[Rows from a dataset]

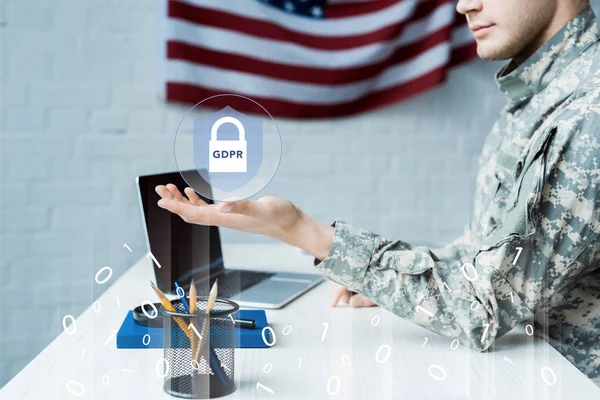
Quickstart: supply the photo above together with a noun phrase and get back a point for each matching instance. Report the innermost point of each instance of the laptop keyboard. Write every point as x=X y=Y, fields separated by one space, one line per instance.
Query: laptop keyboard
x=234 y=282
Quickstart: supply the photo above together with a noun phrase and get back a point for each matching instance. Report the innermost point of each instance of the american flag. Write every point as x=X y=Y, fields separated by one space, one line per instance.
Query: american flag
x=310 y=58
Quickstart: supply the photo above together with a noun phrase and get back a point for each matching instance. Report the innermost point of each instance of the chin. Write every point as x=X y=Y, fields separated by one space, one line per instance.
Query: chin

## Exercise instructions
Quote every line above word for word, leaving out the pictures.

## Answer for this exercise
Quickstart: supply the photo above together with a noun phrase and get back a point for each matching instance. Report the innermost point of each instance of the laptop keyboard. Write every point as x=X y=Y, fields separated by one space, one line per instance.
Query: laptop keyboard
x=234 y=282
Quickstart: supply the photo above together with a noun phrase and get back a point for each matching instance. Report the innermost point of each instance of the american flag. Write every point as x=X y=Y, fields separated by one space, one line per instance.
Query: american flag
x=310 y=58
Quickstart: supply the photo above together with a noun phrase and get back a point for each matching instance. Report the innermost point of each instance of the chin. Write every point as x=X y=Y, fields separated by one space, one line per instance.
Query: chin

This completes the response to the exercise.